_Your assignment:_ Of the lines below, write out exactly those from the line with "Target: paper on whiteboard" through the line with "Place one marker on each instance of the eyeglasses.", both included, and skip the rest.

_Natural-language object grounding data:_
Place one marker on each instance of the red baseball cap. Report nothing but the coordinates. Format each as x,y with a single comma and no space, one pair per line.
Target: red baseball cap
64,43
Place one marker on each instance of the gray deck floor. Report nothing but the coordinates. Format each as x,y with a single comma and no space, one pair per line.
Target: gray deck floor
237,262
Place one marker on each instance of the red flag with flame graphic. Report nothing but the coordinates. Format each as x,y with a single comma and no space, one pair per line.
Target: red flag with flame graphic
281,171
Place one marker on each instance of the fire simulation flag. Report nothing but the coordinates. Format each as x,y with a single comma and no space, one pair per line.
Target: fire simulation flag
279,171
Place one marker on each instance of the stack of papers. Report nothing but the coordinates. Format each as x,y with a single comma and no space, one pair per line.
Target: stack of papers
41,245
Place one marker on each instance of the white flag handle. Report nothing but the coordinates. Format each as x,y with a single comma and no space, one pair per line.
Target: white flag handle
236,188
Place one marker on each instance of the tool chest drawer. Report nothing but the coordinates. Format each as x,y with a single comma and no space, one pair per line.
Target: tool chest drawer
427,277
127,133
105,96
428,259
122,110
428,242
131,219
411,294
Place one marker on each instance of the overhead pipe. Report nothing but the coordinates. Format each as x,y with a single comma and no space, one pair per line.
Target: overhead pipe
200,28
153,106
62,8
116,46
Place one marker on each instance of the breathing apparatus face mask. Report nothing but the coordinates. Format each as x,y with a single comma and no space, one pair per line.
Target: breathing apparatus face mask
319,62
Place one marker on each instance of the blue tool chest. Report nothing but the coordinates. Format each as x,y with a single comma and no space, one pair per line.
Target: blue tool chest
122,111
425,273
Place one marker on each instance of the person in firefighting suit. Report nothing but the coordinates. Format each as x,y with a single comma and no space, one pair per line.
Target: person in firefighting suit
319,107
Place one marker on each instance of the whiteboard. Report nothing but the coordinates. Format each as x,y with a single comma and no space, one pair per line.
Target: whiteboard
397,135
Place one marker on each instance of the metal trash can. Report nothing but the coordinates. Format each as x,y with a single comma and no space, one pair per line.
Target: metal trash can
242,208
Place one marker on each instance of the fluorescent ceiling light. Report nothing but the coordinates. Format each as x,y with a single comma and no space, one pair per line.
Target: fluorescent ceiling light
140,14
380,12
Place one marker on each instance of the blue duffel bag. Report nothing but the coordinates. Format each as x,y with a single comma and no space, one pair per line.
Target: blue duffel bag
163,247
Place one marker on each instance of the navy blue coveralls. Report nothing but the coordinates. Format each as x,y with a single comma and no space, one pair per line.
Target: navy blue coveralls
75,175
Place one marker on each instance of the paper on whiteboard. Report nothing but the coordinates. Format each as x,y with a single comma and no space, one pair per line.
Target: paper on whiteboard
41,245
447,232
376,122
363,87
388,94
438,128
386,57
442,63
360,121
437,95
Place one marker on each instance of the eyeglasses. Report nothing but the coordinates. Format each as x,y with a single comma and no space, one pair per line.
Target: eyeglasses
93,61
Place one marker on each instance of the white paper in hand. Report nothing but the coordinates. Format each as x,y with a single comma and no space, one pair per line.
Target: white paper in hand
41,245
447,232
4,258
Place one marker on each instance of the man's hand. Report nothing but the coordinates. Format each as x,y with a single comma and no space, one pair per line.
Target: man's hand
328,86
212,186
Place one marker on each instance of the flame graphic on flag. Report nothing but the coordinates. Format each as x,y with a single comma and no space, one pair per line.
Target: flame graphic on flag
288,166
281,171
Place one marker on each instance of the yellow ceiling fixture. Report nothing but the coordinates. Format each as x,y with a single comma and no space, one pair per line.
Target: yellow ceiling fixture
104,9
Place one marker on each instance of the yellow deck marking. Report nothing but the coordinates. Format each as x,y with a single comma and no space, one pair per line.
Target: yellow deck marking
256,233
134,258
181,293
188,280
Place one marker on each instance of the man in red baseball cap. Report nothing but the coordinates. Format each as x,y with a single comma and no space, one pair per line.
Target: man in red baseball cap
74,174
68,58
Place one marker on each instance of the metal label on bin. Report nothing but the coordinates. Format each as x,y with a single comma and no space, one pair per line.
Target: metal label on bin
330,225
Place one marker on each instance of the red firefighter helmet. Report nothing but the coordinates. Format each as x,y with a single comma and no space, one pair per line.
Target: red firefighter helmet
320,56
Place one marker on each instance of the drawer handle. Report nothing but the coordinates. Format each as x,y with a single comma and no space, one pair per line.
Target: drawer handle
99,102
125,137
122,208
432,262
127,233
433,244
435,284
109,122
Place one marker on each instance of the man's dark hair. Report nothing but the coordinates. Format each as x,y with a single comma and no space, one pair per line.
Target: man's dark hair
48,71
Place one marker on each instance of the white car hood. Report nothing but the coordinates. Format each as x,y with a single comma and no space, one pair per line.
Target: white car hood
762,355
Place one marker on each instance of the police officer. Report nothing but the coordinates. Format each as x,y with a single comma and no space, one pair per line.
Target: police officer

_Answer to this problem:_
Target: paper on whiteboard
41,245
447,232
376,122
363,87
388,94
438,128
386,57
442,63
360,121
437,95
Place one marker on each instance of the eyeglasses. Report nothing but the coordinates. Format each as x,y with a single comma and no space, one pair per line.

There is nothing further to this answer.